REQUIREMENT:
Pick out every line in the records that contains the string "positive" and copy those lines.

Data entries
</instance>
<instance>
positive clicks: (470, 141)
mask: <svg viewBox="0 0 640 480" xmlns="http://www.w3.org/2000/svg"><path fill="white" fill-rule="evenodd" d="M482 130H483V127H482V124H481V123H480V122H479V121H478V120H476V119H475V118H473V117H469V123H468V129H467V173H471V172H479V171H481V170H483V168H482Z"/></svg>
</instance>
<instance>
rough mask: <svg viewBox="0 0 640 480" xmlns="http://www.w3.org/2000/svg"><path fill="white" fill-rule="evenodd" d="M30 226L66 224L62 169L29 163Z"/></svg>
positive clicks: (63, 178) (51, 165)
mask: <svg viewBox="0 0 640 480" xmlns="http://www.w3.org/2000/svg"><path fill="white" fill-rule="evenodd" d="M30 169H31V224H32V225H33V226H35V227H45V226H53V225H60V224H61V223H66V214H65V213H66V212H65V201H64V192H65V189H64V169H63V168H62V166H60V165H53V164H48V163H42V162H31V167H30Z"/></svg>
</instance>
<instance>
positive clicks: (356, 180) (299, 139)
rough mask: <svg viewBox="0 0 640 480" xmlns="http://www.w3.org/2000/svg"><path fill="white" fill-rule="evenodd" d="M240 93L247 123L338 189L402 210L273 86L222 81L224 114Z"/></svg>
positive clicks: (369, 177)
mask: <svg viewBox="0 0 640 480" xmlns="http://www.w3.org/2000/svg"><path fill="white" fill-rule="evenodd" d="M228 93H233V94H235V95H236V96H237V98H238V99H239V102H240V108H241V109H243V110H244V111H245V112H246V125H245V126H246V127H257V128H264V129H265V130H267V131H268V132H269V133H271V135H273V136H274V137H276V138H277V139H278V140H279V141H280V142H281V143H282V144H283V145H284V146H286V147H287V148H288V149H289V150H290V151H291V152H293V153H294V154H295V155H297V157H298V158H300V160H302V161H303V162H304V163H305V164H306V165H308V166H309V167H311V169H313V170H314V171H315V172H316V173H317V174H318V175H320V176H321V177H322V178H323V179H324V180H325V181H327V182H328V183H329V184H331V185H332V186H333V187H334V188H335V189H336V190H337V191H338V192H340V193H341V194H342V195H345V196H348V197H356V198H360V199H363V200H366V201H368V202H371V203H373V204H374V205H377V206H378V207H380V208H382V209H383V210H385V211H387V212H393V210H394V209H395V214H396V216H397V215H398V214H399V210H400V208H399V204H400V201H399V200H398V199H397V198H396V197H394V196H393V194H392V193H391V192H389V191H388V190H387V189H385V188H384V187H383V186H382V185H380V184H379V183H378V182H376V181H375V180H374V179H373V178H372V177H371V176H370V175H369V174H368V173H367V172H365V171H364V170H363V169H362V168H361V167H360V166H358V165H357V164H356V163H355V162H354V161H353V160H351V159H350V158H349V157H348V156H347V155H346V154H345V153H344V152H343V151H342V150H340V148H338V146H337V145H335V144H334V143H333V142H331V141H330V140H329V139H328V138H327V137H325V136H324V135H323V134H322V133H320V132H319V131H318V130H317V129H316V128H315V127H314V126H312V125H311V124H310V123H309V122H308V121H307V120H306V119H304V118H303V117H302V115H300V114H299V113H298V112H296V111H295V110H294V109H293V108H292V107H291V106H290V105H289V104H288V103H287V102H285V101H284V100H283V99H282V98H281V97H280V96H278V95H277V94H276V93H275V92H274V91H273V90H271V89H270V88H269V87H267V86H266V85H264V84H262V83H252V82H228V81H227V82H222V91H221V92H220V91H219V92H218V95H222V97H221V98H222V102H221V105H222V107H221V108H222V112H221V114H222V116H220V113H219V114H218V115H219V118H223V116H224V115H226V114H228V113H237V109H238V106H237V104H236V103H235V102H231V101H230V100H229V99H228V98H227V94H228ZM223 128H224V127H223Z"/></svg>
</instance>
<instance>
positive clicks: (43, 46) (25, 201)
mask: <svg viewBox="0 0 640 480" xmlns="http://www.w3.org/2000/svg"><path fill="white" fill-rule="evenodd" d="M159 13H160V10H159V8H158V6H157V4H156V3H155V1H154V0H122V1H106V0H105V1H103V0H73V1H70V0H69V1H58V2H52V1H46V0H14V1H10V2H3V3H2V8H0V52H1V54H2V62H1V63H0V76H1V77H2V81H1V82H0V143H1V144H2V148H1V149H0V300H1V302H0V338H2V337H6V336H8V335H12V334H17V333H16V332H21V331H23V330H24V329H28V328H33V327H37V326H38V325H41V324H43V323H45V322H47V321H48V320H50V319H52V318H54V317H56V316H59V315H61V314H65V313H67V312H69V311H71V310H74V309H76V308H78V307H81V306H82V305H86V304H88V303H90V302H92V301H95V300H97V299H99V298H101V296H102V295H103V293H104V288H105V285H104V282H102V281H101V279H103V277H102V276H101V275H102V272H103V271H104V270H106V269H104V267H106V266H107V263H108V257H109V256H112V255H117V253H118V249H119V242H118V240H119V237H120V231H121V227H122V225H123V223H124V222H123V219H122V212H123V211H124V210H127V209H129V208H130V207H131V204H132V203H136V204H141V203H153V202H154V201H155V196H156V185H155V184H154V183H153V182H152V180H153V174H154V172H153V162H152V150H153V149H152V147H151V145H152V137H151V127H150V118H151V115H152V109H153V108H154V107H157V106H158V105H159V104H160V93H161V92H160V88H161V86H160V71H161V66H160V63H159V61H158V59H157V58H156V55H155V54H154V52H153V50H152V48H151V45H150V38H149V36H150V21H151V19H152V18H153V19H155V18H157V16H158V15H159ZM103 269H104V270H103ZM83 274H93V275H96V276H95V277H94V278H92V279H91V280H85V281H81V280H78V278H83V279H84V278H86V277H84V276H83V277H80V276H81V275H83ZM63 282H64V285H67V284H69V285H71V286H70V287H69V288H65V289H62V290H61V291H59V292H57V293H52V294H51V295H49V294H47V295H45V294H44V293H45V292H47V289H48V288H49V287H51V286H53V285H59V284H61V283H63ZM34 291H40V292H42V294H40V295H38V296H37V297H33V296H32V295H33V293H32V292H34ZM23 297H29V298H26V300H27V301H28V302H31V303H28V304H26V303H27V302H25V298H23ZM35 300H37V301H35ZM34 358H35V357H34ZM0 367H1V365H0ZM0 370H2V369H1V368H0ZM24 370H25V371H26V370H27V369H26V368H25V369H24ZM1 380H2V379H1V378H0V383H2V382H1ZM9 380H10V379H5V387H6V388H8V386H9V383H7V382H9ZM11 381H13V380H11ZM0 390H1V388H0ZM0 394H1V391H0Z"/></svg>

SOLUTION TO THIS EXERCISE:
positive clicks: (470, 141)
positive clicks: (63, 178) (51, 165)
positive clicks: (356, 180) (299, 139)
positive clicks: (369, 177)
positive clicks: (43, 46) (25, 201)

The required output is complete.